* [Exercise prompt]
Continue the article on hybrid nanovesicles for melanoma phototherapy from its last sentence.

* [Passage]
==========
New delivery system enhances phototherapy effectiveness while activating immune response against skin cancer tumors.

Thursday, April 16, 2026 0 views
Published in Eur J Med Chem
Microscopic view of hybrid nanovesicles glowing under therapeutic light, targeting dark melanoma cells in tissue cross-section

Summary

Researchers developed hybrid nanovesicles combining exosomes and liposomes to deliver two therapeutic agents - hemin and IR780 - directly to melanoma tumors. This system overcomes major limitations of phototherapy by triggering multiple cell death pathways, reducing tumor oxygen deficiency, and activating anti-cancer immunity. The treatment shifts from relying solely on apoptosis to combining ferroptosis and apoptosis, helping overcome cellular resistance. Additionally, the system reprograms the tumor environment by activating immune cells and changing tumor-associated macrophages to cancer-fighting types.

Detailed Summary

Phototherapy shows promise for treating skin melanoma but faces significant challenges including cellular resistance to cell death, oxygen-starved tumor environments, and abnormal blood vessel formation. These limitations reduce treatment effectiveness and allow tumors to survive.

Researchers at Shandong University designed a novel hybrid delivery system called IHEL that combines macrophage-derived exosomes with liposomes to carry two therapeutic agents: hemin and IR780. This system specifically targets melanoma tumors while simultaneously reprogramming the hostile tumor microenvironment.

The key innovation involves hemin triggering iron overload in cancer cells, which activates a secondary cell death pathway called ferroptosis alongside the traditional apoptosis pathway activated by IR780 phototherapy. This dual approach helps overcome cellular resistance mechanisms that allow tumors to survive single-pathway treatments. Hemin also acts like the enzyme catalase, breaking down hydrogen peroxide to release oxygen and reducing the oxygen-starved conditions that limit phototherapy effectiveness.
==========
* [Data supplied]
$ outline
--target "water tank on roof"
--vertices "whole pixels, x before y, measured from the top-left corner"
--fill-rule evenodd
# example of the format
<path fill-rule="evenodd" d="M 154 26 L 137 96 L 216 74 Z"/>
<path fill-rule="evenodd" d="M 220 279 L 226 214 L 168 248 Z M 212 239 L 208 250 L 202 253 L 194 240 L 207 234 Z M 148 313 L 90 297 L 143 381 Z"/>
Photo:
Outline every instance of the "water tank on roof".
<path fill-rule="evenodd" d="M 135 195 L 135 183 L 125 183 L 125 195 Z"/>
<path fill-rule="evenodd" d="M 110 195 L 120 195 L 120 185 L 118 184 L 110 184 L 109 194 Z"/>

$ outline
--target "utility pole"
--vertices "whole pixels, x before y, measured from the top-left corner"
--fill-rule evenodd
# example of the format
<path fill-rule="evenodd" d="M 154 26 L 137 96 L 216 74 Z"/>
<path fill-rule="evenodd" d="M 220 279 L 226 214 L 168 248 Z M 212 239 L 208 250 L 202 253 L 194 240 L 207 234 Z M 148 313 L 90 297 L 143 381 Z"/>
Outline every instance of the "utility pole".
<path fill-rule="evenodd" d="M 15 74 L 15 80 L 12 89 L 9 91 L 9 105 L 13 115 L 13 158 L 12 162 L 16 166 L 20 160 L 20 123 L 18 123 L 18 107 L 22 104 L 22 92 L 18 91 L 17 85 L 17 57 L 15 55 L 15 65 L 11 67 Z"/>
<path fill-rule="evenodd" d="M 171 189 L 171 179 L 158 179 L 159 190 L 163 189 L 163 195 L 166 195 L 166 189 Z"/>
==========
* [Response for this exercise]
Beyond direct tumor killing, IHEL activates the immune system by triggering immunogenic cell death, which alerts immune cells to attack remaining cancer cells. The treatment also reprograms tumor-associated macrophages from cancer-supporting to cancer-fighting types and disrupts the abnormal sugar metabolism that fuels tumor growth. This comprehensive approach addresses multiple tumor survival mechanisms simultaneously, potentially improving long-term treatment outcomes for melanoma patients.

Key Findings

  • Hybrid nanovesicles overcome phototherapy resistance by combining ferroptosis and apoptosis pathways
  • Hemin reduces tumor hypoxia through catalase-like activity, enhancing photodynamic therapy
  • Treatment activates anti-tumor immunity and reprograms macrophages to cancer-fighting phenotype
  • System provides tumor-specific delivery while avoiding damage to healthy tissues

Methodology

Study used hybrid liposome/macrophage-derived exosome delivery system loaded with hemin and IR780. Researchers evaluated cellular mechanisms including iron overload, HMOX-1 upregulation, and tumor microenvironment reprogramming effects.

Study Limitations

Study appears to be preclinical research. Clinical translation timeline, optimal dosing protocols, and long-term safety profile in humans remain to be established through clinical trials.